### Short task
Find every line in the records below that contains the string "wall", and copy each of those lines in full.

### Records on locating named objects
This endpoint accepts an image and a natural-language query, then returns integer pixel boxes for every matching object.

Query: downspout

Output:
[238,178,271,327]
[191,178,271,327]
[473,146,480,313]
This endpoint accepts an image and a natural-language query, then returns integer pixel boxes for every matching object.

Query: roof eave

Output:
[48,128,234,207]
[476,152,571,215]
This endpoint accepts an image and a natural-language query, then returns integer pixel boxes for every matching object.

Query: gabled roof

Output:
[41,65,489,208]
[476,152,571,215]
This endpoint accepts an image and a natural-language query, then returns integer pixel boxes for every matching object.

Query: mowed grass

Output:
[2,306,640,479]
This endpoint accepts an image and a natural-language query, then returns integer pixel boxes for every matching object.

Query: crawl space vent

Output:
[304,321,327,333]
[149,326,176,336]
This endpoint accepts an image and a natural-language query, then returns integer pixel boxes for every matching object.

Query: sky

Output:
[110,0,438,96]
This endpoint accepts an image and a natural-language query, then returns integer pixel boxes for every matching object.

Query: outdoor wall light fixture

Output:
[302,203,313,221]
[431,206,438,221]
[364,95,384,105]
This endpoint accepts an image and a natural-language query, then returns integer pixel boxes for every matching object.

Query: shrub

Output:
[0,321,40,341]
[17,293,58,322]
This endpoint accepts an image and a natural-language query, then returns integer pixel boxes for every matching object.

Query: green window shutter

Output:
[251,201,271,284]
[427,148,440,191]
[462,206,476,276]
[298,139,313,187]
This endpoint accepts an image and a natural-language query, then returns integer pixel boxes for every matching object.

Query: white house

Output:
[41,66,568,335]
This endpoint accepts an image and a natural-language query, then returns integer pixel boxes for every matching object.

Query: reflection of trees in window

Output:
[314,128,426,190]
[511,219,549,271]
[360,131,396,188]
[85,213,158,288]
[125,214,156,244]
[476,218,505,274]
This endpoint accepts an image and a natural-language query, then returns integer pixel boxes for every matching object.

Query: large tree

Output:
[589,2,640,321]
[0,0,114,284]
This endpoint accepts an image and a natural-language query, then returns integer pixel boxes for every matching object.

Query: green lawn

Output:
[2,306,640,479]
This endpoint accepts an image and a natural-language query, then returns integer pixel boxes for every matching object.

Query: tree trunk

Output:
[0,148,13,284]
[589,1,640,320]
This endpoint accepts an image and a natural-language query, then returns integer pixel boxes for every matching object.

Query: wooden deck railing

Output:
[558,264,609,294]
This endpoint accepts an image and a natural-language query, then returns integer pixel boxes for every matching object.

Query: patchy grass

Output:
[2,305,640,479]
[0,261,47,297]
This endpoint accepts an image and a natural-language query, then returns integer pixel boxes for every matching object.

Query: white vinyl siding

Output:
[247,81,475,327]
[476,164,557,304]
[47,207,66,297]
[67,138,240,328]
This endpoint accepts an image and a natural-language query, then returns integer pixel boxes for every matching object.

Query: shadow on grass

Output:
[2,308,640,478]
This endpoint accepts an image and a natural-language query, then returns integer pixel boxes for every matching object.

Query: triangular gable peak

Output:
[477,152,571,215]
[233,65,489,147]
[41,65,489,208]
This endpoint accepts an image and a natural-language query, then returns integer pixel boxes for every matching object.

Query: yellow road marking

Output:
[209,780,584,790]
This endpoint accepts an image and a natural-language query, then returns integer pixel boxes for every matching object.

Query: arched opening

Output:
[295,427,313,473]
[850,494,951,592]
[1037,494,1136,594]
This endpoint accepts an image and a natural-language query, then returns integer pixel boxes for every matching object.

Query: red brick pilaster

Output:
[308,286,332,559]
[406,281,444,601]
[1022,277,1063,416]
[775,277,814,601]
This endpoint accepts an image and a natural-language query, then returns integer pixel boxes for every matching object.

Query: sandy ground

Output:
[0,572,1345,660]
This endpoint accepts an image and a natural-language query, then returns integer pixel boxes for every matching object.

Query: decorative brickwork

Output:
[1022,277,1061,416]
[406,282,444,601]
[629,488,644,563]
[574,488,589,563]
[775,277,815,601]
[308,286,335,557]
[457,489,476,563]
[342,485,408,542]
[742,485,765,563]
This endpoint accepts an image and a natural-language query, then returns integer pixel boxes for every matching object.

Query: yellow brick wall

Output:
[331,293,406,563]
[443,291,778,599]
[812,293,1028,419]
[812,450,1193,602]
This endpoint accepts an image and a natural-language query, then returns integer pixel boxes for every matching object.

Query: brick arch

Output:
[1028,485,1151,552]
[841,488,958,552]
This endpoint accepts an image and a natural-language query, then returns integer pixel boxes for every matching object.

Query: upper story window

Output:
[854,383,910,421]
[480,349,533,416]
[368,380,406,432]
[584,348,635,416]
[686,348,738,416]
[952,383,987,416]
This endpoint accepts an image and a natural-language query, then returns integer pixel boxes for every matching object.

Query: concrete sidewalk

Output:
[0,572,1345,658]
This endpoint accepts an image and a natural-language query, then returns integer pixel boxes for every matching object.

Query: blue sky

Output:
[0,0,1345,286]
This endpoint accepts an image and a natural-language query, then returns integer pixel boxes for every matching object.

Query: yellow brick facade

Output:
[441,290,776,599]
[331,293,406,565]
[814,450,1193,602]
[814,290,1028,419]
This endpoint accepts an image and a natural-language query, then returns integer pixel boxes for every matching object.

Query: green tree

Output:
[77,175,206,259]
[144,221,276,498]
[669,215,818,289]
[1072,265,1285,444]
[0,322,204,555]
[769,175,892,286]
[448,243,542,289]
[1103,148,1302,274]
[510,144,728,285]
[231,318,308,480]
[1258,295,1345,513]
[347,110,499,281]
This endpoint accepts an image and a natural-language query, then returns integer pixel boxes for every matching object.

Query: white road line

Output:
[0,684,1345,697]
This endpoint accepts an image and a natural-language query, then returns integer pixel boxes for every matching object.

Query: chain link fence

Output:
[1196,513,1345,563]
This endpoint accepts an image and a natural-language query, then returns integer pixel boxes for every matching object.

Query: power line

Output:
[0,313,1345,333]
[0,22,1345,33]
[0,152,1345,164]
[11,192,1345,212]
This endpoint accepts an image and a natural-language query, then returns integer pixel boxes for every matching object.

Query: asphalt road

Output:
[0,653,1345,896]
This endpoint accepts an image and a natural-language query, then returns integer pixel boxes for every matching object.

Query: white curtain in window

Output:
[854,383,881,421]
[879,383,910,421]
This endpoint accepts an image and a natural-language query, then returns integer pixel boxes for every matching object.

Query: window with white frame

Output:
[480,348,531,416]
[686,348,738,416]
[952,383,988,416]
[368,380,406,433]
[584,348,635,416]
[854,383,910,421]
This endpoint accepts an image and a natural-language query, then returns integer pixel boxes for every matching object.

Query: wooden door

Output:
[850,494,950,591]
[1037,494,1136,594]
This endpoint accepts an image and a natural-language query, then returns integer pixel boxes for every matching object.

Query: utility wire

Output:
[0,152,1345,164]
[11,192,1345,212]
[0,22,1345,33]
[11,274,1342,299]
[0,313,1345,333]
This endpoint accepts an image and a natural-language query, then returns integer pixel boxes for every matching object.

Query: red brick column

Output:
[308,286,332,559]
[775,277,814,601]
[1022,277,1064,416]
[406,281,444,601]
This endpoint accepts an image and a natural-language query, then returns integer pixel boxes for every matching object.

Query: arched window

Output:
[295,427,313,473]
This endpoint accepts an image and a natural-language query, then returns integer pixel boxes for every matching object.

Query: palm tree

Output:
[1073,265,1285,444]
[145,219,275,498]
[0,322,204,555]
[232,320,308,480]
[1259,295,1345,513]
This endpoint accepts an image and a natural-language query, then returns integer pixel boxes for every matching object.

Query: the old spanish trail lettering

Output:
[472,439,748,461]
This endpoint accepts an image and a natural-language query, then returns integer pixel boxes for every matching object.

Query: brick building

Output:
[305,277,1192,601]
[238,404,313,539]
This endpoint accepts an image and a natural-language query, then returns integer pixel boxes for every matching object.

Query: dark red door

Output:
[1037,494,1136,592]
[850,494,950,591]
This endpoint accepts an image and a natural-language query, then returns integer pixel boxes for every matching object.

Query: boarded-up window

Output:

### Written answer
Query: outdoor wall light fixture
Query: yellow brick wall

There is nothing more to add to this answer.